### Problem details
Pull every line with "pitch" from the data below and copy it.

◇ ◇ ◇ ◇ ◇ ◇ ◇

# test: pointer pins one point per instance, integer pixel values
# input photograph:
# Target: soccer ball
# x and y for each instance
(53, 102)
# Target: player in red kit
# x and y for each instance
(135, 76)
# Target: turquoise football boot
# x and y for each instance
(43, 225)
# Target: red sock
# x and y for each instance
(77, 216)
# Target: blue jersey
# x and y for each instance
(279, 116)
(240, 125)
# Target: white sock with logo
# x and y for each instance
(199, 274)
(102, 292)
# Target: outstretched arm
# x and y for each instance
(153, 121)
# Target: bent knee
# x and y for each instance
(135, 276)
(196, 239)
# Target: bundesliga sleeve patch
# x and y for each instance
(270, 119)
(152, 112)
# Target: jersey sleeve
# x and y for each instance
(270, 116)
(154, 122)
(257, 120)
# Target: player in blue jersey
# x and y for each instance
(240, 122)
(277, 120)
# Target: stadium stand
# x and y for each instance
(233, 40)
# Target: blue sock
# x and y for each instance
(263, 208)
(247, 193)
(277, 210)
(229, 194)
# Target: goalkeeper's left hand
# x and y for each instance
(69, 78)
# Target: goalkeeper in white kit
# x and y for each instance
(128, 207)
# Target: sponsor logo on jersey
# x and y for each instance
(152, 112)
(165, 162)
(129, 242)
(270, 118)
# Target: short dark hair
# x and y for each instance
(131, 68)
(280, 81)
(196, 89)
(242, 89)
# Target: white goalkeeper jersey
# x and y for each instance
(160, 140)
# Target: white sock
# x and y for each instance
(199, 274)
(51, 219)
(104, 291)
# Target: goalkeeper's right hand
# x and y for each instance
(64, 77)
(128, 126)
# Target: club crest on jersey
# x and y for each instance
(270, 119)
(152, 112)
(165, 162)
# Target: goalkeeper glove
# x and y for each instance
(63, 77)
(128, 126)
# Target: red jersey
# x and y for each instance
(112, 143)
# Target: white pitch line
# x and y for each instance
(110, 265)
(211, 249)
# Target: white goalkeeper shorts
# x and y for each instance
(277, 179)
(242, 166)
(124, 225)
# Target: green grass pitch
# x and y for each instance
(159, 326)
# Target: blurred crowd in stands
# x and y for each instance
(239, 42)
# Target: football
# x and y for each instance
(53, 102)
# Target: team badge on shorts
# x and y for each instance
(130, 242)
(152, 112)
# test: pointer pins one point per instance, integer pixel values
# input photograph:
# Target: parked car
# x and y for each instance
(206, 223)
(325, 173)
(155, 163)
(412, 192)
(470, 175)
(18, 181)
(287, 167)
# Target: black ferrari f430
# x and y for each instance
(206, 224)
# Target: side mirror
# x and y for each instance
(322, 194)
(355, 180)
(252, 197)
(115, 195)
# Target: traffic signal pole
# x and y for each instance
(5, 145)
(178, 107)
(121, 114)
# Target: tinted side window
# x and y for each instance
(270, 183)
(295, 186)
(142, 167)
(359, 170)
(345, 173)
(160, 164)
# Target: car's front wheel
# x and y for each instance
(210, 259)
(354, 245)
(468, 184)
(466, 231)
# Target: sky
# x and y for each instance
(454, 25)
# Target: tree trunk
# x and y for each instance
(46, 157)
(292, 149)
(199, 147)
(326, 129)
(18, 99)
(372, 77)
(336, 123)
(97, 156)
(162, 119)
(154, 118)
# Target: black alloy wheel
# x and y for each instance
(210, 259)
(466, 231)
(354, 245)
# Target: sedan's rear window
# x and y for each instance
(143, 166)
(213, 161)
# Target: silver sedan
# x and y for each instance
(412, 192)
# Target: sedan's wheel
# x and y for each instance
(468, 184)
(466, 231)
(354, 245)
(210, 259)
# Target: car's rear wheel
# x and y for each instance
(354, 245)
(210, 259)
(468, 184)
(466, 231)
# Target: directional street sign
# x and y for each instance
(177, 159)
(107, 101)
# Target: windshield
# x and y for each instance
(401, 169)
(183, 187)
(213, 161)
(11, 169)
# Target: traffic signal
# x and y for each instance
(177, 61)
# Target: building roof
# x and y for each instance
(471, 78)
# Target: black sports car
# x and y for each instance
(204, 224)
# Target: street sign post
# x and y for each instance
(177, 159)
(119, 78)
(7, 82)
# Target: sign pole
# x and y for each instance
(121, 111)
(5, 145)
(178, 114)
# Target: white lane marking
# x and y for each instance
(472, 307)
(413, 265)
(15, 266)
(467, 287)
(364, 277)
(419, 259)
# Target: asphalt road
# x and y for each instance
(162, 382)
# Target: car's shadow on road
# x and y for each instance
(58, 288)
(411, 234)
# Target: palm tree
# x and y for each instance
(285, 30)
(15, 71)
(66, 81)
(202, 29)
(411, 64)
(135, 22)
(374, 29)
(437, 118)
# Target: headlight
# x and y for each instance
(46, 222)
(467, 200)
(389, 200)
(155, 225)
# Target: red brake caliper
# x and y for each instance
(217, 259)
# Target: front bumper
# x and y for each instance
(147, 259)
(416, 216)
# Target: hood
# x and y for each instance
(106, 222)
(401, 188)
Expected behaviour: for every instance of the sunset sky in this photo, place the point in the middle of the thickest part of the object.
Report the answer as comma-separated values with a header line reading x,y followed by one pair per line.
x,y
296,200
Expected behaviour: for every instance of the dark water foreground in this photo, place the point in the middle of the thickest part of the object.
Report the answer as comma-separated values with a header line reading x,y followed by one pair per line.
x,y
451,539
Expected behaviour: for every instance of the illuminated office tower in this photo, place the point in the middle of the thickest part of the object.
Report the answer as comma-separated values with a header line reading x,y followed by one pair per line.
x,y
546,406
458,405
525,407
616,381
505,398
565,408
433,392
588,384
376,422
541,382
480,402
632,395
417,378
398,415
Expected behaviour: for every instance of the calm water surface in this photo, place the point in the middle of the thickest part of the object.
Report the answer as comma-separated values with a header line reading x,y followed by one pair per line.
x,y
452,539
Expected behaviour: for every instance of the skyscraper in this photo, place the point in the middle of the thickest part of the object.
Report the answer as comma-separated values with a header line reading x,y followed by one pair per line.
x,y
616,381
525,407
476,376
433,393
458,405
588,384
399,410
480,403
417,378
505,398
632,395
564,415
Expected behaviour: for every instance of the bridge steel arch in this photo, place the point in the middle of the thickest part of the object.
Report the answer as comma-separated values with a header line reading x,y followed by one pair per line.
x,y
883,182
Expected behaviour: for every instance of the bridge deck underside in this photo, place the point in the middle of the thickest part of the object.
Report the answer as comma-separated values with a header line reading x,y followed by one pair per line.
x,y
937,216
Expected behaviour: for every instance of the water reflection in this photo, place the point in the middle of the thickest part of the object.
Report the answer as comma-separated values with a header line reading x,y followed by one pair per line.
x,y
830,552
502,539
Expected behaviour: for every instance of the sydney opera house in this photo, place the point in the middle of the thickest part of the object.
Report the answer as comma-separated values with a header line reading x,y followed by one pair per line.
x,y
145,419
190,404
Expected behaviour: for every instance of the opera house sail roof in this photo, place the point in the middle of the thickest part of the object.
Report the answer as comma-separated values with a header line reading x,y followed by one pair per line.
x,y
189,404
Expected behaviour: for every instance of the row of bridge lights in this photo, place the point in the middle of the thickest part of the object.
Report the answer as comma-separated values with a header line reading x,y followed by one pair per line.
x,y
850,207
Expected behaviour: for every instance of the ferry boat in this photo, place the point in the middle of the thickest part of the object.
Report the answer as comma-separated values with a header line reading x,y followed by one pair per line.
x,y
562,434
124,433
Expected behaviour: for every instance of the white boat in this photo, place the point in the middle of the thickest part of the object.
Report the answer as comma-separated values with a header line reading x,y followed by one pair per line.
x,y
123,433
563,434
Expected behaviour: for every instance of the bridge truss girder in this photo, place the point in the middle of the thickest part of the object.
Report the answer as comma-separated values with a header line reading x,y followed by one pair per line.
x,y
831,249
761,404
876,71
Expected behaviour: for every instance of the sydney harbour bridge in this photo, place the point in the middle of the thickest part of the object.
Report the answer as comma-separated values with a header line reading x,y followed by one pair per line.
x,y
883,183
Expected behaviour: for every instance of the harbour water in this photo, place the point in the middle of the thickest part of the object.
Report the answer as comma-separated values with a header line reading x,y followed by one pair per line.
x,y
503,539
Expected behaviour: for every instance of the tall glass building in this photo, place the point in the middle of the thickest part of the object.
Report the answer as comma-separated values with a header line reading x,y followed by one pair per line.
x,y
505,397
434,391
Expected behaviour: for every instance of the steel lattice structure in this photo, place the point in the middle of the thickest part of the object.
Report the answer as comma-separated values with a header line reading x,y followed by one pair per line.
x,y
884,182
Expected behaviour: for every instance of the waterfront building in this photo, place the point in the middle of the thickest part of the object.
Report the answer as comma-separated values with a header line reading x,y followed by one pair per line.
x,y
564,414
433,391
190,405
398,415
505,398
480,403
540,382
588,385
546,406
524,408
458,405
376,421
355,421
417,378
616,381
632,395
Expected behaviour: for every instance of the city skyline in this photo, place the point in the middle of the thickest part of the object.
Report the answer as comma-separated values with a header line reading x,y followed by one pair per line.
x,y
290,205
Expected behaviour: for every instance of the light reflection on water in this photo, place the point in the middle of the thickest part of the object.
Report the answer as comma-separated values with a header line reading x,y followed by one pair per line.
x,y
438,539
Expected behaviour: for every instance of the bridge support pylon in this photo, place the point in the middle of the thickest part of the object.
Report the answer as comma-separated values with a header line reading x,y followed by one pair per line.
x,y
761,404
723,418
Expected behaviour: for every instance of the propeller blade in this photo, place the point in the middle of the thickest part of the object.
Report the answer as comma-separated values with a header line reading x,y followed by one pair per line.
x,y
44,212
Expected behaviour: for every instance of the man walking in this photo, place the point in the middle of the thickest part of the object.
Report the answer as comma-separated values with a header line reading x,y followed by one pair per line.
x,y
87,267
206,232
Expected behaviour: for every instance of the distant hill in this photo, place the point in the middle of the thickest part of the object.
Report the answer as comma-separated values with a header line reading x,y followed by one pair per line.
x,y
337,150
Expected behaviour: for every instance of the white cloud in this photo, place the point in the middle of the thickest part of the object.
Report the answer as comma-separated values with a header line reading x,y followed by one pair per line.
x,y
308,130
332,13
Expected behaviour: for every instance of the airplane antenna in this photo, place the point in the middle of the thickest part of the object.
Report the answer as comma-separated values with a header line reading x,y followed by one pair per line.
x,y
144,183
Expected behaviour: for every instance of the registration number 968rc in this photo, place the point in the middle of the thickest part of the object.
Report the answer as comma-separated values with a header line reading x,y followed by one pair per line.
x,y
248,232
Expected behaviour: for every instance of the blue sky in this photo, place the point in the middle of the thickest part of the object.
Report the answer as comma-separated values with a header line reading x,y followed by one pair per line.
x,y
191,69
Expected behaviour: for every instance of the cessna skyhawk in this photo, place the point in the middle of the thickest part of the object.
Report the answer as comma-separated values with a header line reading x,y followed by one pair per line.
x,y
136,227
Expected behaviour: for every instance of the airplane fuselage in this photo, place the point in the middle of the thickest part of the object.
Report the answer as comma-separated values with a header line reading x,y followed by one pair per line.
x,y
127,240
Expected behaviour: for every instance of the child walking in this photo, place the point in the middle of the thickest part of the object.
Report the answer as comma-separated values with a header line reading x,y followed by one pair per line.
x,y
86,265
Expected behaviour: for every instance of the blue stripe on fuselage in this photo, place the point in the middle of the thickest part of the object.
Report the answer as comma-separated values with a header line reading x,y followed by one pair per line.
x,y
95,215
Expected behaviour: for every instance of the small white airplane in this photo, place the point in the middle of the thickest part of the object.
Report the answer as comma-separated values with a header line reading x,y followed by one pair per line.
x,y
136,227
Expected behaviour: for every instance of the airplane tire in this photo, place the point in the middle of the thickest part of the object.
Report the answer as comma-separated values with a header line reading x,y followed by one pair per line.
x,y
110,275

◇ ◇ ◇ ◇ ◇ ◇ ◇

### Answer for the task
# Target: white pitch line
# Target: green grass pitch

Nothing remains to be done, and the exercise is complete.